WHAT IS NEEDED
Reproduce the records below verbatim, everything from the line containing "From this trail-camera image, detect the slate" down to the line containing "[267,82,400,177]", including both of those lines.

RECORDED INFORMATION
* * * * *
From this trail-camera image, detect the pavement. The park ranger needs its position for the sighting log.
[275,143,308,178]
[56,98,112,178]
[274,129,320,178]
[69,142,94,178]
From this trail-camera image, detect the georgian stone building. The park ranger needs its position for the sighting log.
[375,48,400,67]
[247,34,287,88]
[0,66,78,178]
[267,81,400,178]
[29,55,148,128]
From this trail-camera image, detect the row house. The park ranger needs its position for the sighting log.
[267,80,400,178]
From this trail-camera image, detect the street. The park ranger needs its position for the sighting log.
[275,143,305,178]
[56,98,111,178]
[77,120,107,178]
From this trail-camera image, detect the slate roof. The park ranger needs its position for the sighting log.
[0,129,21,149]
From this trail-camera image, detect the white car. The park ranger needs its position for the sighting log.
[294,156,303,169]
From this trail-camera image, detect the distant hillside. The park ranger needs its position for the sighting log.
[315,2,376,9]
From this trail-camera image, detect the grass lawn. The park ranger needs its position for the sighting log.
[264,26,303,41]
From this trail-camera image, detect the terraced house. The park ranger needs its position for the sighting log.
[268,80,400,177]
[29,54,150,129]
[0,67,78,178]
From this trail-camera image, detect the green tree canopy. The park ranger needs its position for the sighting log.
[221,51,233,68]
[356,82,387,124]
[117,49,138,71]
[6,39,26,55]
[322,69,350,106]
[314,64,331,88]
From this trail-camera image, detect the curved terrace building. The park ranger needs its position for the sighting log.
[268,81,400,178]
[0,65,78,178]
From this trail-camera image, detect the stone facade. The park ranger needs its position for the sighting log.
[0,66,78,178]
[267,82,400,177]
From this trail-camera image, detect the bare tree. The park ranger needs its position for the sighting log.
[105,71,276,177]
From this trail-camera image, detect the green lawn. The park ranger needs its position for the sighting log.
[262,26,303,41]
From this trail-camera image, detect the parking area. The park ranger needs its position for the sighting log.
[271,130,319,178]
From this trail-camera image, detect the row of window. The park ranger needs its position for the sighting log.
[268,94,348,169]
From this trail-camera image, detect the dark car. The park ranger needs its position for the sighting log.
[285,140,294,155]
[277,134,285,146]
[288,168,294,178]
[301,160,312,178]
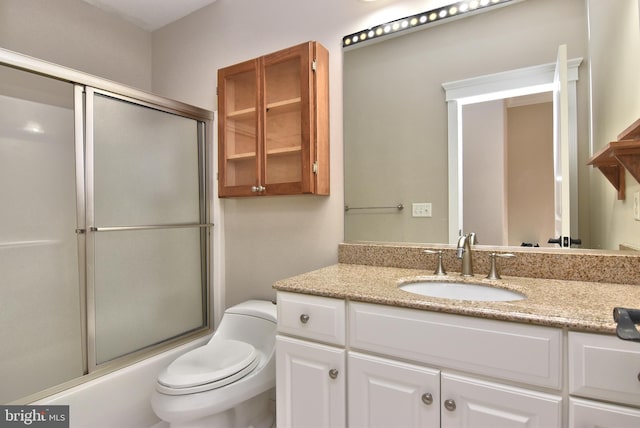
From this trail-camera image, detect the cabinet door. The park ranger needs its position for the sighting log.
[441,373,562,428]
[348,352,440,428]
[261,42,328,194]
[218,60,261,196]
[569,398,640,428]
[276,335,346,428]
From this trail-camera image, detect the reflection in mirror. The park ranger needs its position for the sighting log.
[344,0,604,245]
[443,54,582,247]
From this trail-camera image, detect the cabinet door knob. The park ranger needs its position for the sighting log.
[444,400,456,412]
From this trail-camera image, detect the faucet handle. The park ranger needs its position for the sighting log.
[422,250,447,275]
[487,253,516,279]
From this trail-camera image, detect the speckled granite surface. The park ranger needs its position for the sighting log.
[274,244,640,334]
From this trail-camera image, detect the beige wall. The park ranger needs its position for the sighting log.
[587,0,640,249]
[0,0,152,91]
[153,0,588,305]
[507,102,557,247]
[153,0,442,306]
[462,100,509,245]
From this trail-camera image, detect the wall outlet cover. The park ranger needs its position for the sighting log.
[411,202,431,217]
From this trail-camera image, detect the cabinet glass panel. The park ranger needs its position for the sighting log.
[265,57,302,184]
[94,94,200,226]
[95,227,206,364]
[224,70,257,186]
[0,66,83,402]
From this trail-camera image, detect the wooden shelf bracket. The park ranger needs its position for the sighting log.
[587,119,640,200]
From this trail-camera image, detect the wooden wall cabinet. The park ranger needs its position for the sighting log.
[218,42,329,197]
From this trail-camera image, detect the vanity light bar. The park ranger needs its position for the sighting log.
[342,0,521,48]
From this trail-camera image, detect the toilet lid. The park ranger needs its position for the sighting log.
[158,340,258,388]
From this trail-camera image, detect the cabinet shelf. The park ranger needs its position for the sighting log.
[227,107,256,120]
[587,119,640,200]
[267,97,302,113]
[267,146,302,156]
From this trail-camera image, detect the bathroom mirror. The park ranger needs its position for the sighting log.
[344,0,640,249]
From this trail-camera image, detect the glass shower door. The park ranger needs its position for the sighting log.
[86,89,207,366]
[0,66,83,403]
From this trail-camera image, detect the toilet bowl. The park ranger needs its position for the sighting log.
[151,300,276,428]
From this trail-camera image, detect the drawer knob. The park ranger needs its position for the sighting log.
[444,400,456,412]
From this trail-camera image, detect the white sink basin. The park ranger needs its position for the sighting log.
[399,281,527,302]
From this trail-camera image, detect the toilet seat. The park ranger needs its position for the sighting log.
[156,340,260,395]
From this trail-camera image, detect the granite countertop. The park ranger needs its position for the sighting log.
[273,263,640,334]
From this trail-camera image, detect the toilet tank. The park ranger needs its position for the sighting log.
[211,300,277,354]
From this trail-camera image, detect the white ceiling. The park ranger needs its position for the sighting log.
[84,0,216,31]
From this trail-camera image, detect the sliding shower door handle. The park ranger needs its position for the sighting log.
[89,223,213,232]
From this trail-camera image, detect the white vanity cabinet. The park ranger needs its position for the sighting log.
[276,292,346,428]
[569,332,640,428]
[276,292,563,428]
[348,302,562,428]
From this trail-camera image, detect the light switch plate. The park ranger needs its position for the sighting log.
[411,202,431,217]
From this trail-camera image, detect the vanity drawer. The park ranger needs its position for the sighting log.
[277,291,346,346]
[349,302,562,389]
[569,332,640,406]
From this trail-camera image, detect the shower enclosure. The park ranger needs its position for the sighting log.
[0,49,213,403]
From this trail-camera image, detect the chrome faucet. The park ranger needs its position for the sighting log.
[458,232,476,276]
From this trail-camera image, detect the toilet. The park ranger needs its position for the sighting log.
[151,300,276,428]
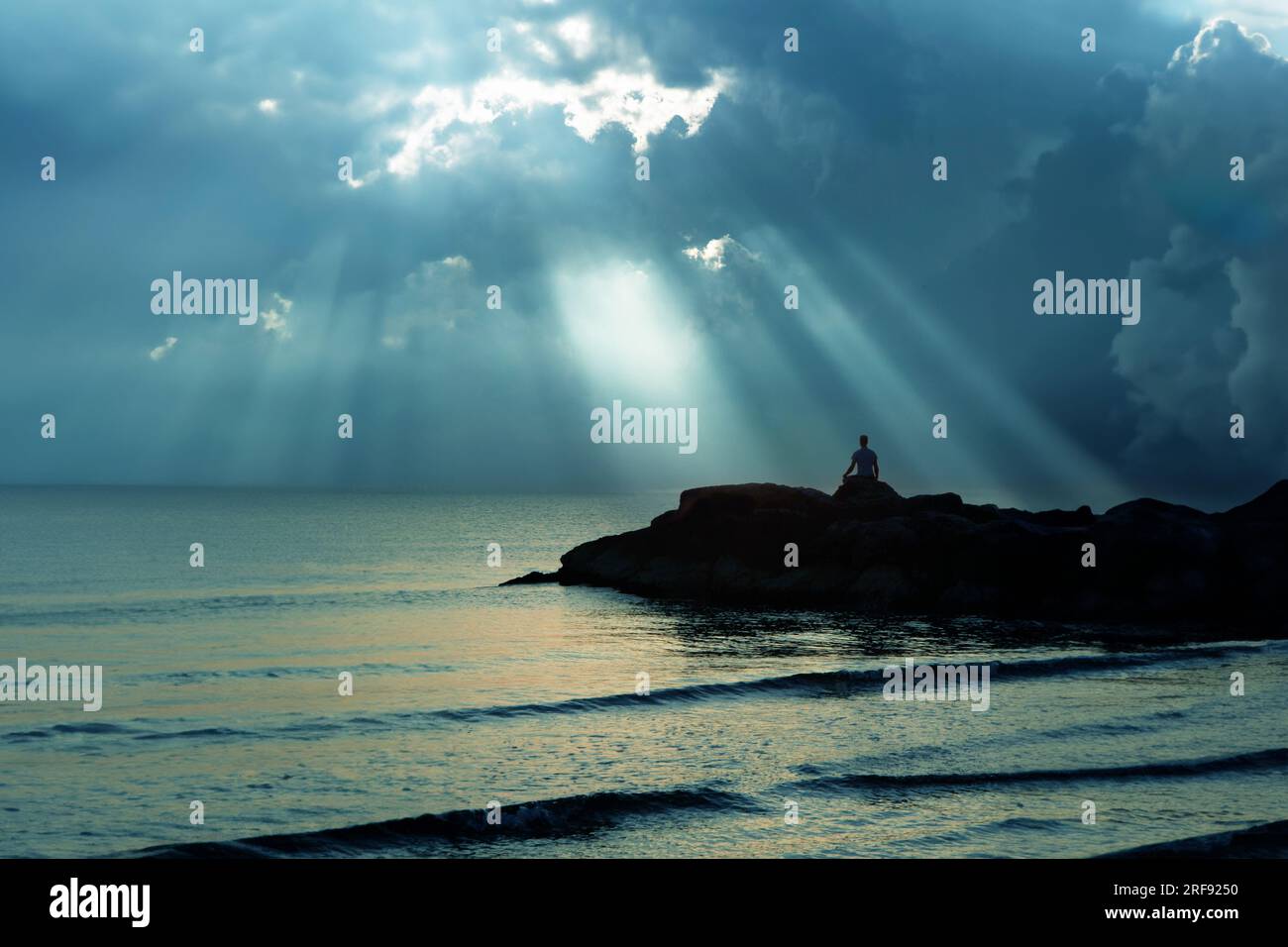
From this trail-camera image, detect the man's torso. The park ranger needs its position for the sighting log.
[850,447,877,476]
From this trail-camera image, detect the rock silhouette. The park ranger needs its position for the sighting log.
[506,479,1288,637]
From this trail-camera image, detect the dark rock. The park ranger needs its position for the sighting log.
[509,478,1288,635]
[501,573,559,585]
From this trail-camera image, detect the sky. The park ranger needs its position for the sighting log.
[0,0,1288,509]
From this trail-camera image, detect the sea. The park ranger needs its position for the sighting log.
[0,487,1288,858]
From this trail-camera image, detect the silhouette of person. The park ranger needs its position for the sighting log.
[841,434,881,483]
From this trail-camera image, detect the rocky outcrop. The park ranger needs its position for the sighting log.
[507,479,1288,635]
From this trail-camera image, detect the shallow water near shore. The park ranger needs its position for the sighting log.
[0,488,1288,857]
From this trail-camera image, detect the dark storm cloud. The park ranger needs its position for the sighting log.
[0,0,1285,505]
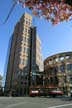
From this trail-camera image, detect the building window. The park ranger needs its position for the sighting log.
[67,64,72,71]
[60,65,65,72]
[20,59,24,65]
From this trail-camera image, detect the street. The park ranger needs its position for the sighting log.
[0,97,72,108]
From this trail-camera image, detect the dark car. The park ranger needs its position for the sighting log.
* * * * *
RESPONSE BELOW
From this trail-camera image, detect the slate roof. The park ranger needs its position for the sighting log.
[0,129,21,149]
From this trail-camera image, detect the white car. The park ranger needs its position for the sighting log.
[294,156,303,169]
From this trail-camera image, detect the distant hillside. The park ranger needs its position for the sighting log.
[315,2,376,9]
From this trail-camera image, detect the grass lawn. The park ranger needs its position for the sighting log.
[264,26,303,41]
From this trail-camera image, detect the terraced house. The park ranger needs its position for the sighting log.
[268,80,400,177]
[29,54,150,129]
[0,67,78,178]
From this trail-camera image, detect the green tree canopy. The park ranger needs its position for the sighting log.
[221,51,233,68]
[356,82,387,124]
[117,49,138,71]
[6,39,26,55]
[322,69,350,106]
[314,64,331,88]
From this trail-camera image, detect the curved terrace building. The park ranger needs its position for the sighting log.
[268,81,400,178]
[0,65,78,178]
From this trail-camera image, detect the stone facade. The park ranger needs its position for the sighting log.
[0,66,78,178]
[267,82,400,177]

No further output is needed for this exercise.